__Task set__.
**a.** Please list every person named in the blog post about radio shows, a book and the Enron news.
**b.** Resume the blog post about radio shows, a book and the Enron news, starting after its last sentence.

__Source extract__.
Click on the link below and scroll down on the page a touch, look in the table for the show called "81 Words" - sit back and listen:

http://thislife.org/pages/archive02.html




Ow! Ow,ow,ow!

Brain cramp.




I managed to keep the darting hummingbird that is my mind focused enough to finish reading, "Sexing the Body" by Anne Fausto-Sterling. It was certainly interesting. Lots of cool information in there about sex and gender and the history of ideas about sexuality over the last couple of hundred years. Totally fascinating stuff.

It's a monumental task that the author undertook in writing this book. And I'm kind of sorry to say that I found the information that she provided around her point to be more interesting than what the book is actually important for - but that's me all over, isn't it? It's worth a read. Even if I didn't understand bits and pieces of it or feel comfortable with her arguments in places, I'd recommend it. How could anyone undertake such a huge task and please everybody?




Another good interview with Ahmed Rashid on Teri Gross' show Fresh Air. He talks about militant Islamic groups in Central Asia:

Click Here




I see where Jeanette Winterson took a high moral tone in one of her recent site entries, but I'm gonna give it a break because I did that last week. Remember last week? I was highly toned all over the place. No need this week - the press is feeding on the Enron scandal and turning up all manner of unsavory whatnot - like Ralph Reed (hiss, hiss, hiss).

__Extracted information__.
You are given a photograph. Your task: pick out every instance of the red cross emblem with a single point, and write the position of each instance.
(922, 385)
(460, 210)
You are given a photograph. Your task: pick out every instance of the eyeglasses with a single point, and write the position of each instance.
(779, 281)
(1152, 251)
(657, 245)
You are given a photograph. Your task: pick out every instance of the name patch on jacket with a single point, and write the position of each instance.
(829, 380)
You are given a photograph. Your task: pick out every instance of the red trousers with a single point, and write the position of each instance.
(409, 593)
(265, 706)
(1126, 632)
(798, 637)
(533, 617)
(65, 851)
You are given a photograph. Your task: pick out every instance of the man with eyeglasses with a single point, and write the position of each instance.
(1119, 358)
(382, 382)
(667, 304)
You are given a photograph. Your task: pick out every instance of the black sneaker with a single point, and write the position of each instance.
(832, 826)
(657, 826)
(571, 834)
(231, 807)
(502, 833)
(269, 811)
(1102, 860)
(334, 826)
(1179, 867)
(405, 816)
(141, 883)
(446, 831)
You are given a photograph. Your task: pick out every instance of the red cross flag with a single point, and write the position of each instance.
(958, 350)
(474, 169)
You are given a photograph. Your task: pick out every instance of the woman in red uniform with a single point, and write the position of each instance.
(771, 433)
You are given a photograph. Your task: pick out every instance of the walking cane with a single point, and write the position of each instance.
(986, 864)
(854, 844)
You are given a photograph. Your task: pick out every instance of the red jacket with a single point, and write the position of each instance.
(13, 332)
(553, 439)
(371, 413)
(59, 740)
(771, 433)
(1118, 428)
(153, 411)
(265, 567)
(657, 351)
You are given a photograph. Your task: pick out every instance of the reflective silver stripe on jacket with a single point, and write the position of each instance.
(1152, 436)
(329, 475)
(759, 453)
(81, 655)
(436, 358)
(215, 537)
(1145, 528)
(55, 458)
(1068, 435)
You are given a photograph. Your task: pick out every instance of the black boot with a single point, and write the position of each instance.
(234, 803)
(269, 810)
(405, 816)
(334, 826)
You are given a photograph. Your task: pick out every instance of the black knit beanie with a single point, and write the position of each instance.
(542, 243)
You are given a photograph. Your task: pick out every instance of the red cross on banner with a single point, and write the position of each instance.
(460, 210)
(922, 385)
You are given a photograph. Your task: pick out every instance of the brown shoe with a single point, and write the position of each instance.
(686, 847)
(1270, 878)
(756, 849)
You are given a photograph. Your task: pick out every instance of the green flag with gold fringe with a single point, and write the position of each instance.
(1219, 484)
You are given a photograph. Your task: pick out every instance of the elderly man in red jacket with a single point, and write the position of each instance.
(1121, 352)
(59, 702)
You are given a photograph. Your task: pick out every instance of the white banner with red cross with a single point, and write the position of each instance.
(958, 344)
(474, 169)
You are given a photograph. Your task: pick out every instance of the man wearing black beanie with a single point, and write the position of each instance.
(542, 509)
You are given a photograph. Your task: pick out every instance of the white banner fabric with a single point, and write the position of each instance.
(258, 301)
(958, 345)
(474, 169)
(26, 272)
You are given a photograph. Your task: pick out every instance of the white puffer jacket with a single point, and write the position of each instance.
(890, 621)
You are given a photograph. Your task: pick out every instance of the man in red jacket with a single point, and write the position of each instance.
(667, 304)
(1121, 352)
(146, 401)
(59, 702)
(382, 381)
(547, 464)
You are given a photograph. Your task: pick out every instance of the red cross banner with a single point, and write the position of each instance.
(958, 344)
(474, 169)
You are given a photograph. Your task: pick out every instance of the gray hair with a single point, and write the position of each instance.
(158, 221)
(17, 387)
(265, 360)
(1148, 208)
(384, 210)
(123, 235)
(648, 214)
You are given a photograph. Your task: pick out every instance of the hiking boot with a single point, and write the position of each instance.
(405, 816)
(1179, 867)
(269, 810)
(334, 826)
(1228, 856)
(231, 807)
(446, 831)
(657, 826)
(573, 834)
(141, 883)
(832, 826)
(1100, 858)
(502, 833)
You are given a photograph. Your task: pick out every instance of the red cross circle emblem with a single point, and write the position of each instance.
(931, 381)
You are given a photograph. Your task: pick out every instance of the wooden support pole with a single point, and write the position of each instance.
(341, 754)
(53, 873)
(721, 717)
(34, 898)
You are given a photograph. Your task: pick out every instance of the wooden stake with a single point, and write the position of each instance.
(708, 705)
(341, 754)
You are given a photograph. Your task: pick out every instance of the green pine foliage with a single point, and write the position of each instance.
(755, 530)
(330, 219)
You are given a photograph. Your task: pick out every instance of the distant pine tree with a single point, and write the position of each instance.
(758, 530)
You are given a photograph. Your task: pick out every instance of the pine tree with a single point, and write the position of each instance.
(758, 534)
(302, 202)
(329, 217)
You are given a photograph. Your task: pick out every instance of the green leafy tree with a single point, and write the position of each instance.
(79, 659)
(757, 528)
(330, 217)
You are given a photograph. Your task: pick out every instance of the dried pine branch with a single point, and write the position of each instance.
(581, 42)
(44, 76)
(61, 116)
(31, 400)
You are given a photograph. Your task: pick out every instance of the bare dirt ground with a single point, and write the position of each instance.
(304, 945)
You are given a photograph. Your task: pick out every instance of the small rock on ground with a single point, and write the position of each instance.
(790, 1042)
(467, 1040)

__Answers provided__.
**a.** Anne Fausto-Sterling, Ahmed Rashid, Teri Gross, Jeanette Winterson, Ralph Reed

**b.**
Here's Ms. Winterson's address - it's well worth the time:

http://www.jeanettewinterson.com

Ms. Winterson has said that she's unapologetically high art. She's unapologetically a lot of stuff which is a pretty feisty stance to take with the world and so I appreciate it. I like that she's so highbrow too - someone should be.

What does it mean then, that such a highbrow kind of gal as this posts a link to a major Slash site on her links page? Does it mean that we slashers are highbrow all of a sudden? They do say that there's a certain amount of guilt by association... I don't see why it shouldn't go both ways.

Thanks to the little bird who dropped me this link.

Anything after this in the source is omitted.